• STORED ROWS:
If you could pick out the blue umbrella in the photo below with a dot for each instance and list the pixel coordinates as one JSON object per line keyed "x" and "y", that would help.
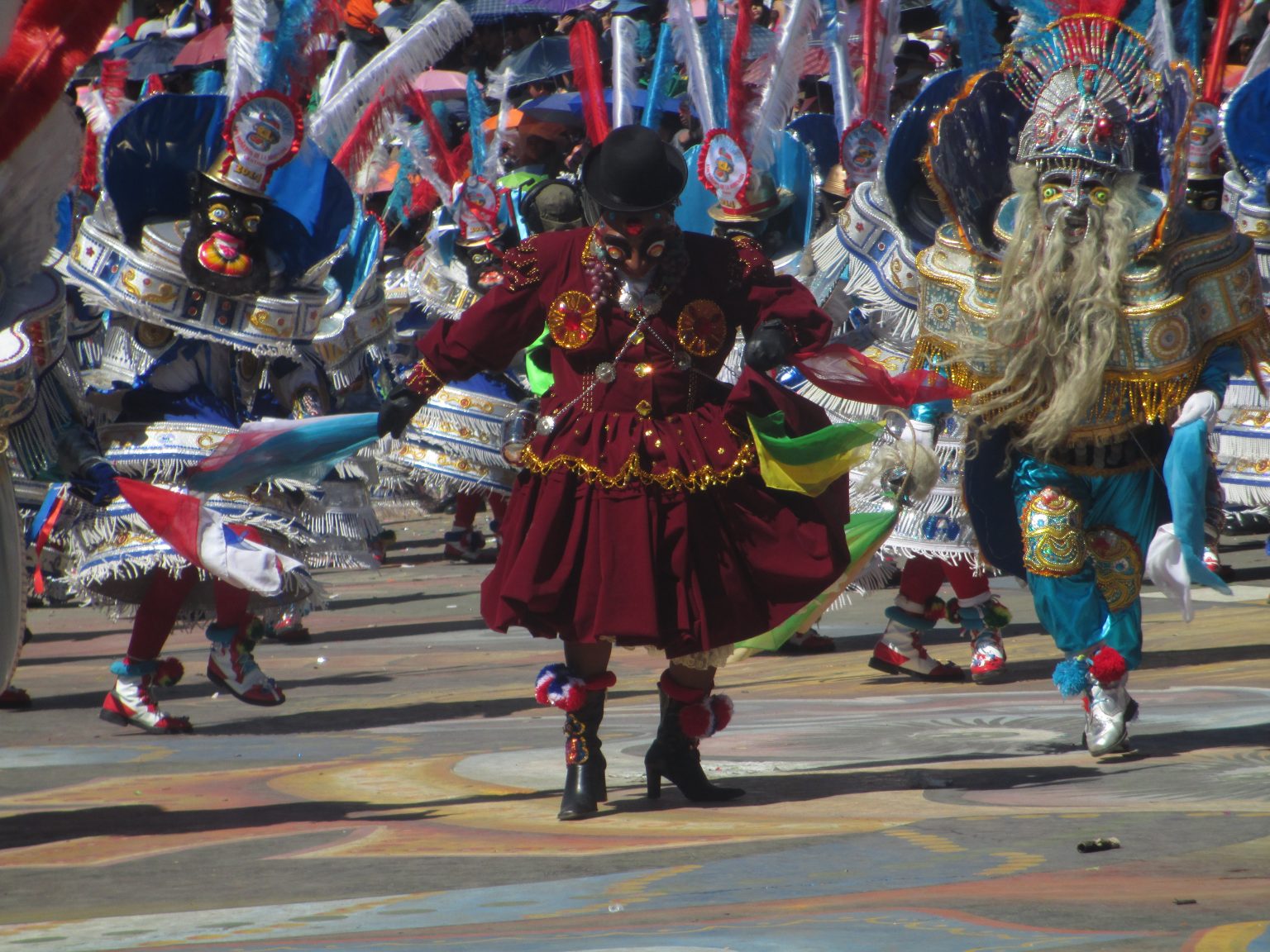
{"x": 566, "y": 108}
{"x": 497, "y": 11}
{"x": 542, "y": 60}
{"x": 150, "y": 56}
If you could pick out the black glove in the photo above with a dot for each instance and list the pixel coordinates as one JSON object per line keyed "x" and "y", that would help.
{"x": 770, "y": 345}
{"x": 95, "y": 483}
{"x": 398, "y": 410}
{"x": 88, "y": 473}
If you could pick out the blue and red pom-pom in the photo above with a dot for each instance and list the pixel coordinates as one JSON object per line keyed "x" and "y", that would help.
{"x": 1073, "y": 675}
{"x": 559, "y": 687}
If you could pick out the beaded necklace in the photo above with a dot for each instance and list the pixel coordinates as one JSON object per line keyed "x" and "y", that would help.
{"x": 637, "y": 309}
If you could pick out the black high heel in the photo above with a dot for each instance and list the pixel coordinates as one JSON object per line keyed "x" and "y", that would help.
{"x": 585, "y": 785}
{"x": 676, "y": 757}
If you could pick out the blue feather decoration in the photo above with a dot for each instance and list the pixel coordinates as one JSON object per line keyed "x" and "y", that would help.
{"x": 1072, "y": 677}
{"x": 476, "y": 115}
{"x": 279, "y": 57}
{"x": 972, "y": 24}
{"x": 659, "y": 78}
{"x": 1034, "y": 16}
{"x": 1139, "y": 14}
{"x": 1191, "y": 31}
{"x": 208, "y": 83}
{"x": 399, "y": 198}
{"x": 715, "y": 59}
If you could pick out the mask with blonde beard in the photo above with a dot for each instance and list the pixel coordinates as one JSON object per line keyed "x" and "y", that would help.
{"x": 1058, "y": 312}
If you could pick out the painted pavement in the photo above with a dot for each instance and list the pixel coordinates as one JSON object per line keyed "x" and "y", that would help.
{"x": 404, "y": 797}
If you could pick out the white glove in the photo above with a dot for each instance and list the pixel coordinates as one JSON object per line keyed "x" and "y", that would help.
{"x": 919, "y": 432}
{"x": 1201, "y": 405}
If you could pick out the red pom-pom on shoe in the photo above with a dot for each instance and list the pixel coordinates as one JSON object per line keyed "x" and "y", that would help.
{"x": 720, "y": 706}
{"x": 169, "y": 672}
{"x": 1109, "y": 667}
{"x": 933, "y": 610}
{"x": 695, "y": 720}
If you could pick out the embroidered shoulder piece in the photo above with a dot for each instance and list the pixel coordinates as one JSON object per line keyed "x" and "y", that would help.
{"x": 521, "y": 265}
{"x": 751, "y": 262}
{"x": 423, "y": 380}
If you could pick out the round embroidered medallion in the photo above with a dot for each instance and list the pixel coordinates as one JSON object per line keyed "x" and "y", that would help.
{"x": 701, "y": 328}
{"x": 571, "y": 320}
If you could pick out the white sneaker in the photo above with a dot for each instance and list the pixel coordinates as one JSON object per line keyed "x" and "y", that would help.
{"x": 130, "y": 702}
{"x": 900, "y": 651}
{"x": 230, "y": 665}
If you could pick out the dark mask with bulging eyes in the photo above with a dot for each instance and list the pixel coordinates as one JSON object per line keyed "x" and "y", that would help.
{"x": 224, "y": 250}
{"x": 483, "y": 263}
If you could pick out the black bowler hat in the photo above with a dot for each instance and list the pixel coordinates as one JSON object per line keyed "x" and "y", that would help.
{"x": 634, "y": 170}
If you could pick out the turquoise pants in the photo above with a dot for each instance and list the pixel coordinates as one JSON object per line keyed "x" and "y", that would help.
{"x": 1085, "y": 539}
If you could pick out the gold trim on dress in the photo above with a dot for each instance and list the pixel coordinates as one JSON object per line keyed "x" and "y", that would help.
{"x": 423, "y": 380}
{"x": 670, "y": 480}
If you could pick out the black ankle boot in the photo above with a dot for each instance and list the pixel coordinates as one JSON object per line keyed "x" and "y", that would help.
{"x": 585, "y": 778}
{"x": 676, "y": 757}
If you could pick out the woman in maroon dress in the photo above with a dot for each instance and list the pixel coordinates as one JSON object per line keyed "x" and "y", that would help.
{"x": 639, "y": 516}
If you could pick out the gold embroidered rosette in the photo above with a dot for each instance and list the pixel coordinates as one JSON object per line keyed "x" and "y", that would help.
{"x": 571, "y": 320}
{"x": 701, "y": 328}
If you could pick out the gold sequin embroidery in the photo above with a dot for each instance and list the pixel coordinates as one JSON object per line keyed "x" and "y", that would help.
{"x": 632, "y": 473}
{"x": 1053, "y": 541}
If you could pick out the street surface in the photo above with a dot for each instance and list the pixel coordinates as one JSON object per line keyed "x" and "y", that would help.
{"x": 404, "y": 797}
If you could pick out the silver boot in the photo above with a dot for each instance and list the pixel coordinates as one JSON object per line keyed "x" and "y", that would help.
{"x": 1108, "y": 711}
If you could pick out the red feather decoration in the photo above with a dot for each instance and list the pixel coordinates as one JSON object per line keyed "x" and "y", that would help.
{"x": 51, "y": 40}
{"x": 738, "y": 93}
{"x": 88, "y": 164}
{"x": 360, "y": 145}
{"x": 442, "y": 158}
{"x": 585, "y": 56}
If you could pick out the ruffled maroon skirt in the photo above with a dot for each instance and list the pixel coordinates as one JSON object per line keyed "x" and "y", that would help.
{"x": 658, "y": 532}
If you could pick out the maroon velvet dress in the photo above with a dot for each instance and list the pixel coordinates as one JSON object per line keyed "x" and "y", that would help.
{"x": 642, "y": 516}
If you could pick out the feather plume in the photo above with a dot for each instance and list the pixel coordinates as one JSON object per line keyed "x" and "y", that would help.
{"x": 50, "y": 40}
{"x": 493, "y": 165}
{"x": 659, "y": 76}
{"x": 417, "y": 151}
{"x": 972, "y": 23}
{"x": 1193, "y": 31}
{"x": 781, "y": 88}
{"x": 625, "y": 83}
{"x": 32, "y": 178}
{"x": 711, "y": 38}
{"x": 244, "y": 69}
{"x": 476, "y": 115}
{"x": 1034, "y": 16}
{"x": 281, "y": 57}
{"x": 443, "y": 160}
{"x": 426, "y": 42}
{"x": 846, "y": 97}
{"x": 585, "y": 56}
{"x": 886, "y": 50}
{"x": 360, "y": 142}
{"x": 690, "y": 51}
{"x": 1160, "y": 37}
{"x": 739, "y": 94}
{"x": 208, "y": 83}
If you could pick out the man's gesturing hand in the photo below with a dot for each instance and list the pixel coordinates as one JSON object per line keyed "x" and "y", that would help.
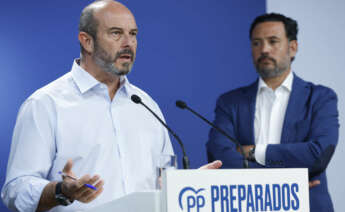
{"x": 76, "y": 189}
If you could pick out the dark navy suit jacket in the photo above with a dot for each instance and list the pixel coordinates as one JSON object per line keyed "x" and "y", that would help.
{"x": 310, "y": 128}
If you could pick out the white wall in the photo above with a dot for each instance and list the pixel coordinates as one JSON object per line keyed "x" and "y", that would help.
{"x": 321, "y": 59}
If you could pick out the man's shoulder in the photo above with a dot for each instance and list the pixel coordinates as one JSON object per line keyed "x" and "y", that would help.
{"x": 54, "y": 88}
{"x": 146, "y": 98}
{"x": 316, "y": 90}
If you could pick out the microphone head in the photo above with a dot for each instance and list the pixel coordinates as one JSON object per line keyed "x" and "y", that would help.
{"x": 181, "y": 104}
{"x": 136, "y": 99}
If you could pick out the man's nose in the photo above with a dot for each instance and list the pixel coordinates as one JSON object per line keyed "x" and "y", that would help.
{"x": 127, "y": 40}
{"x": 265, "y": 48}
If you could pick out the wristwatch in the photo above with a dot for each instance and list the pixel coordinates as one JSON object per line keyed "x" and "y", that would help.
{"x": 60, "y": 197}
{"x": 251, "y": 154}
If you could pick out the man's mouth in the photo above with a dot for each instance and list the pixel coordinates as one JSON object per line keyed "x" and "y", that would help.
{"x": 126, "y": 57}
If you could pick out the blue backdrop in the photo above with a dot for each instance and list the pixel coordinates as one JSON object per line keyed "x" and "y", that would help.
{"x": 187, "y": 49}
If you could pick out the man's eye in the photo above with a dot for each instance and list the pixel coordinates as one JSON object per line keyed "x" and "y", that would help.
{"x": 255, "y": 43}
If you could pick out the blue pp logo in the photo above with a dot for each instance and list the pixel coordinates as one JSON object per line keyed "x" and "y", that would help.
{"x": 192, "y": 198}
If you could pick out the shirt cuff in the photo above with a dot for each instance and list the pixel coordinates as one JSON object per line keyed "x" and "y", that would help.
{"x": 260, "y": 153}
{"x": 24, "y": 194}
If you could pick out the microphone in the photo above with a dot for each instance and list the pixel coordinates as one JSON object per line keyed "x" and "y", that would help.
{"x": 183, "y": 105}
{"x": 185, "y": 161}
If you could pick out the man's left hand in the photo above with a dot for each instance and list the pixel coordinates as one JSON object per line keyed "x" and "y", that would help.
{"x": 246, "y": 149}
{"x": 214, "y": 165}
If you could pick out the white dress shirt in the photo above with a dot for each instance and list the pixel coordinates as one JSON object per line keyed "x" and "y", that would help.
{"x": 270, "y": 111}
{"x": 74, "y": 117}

==

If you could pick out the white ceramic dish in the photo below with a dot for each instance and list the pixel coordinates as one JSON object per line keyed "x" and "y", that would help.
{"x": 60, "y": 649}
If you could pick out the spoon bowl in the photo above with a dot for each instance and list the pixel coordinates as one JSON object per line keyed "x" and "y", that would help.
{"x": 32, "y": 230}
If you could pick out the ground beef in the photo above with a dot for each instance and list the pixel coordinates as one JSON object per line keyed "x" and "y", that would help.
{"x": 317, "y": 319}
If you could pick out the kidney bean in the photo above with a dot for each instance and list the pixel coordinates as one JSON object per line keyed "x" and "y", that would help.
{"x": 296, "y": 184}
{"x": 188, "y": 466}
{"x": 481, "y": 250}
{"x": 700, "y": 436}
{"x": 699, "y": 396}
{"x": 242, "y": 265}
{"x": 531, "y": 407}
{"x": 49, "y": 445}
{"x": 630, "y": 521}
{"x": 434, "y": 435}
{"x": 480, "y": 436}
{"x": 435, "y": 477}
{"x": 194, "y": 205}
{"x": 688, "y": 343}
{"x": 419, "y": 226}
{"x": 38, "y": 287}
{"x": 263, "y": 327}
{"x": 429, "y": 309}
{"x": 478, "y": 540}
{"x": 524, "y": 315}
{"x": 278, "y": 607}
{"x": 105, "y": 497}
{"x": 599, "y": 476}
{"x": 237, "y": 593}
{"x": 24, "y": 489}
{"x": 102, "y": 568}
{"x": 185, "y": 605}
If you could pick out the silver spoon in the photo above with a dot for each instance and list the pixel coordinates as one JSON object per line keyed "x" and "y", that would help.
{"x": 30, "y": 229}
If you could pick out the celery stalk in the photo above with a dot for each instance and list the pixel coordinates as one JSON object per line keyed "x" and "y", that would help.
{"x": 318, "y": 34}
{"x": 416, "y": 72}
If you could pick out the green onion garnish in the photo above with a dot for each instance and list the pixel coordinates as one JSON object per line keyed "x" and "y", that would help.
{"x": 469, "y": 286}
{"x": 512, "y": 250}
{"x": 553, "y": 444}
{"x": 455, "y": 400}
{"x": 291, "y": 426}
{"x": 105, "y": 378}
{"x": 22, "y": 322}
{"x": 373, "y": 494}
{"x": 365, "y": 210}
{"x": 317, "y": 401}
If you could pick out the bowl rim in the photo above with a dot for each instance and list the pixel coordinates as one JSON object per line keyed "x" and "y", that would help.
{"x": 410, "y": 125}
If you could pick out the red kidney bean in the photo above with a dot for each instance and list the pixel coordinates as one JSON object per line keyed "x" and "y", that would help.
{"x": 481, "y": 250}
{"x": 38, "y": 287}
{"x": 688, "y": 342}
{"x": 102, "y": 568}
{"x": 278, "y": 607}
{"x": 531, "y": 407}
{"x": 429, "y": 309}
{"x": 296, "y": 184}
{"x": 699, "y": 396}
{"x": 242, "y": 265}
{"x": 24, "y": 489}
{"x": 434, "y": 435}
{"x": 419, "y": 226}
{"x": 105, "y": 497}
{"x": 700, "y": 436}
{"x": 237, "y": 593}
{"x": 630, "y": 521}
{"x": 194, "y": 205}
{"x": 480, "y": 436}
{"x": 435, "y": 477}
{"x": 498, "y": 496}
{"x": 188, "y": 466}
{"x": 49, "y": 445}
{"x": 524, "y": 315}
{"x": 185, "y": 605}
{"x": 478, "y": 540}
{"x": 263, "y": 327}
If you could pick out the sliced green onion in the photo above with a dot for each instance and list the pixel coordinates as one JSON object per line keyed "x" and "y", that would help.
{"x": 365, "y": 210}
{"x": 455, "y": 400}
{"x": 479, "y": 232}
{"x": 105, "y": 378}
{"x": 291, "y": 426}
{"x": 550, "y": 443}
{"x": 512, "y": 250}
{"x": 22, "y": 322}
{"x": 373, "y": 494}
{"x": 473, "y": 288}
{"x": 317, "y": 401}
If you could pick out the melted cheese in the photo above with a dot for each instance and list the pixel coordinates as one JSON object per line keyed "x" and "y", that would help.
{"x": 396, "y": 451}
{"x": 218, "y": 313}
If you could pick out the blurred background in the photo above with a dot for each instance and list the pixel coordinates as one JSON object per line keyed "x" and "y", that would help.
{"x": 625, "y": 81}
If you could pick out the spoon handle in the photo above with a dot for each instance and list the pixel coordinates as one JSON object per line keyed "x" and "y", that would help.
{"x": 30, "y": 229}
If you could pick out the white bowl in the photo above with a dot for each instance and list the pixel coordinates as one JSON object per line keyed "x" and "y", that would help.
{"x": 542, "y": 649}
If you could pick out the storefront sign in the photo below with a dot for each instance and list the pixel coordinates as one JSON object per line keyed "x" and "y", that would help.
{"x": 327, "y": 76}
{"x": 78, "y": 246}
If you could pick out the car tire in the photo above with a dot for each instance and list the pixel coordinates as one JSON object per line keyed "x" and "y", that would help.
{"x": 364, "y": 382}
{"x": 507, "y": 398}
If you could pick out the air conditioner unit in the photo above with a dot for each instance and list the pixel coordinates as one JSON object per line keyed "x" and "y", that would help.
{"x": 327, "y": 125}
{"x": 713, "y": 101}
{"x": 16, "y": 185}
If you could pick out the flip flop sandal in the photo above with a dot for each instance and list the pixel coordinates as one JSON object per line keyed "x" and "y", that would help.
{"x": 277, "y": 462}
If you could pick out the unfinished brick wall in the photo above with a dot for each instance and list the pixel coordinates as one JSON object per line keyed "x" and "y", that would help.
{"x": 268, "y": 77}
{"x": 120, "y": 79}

• STATED EXERCISE: Identify every line of the entries above that contains the word "onion" and copy each of those lines.

• THE OUTPUT:
If you could pick out the green onion garnish in the photo above with a dot for each instance and list the pixel coordinates as one JSON object per line keyed "x" and "y", that would help.
If you could pick out the sliced green onion in the photo above with a dot for each instance and list the pixel coordinates as one JSON object per line keyed "x" and "y", that would help.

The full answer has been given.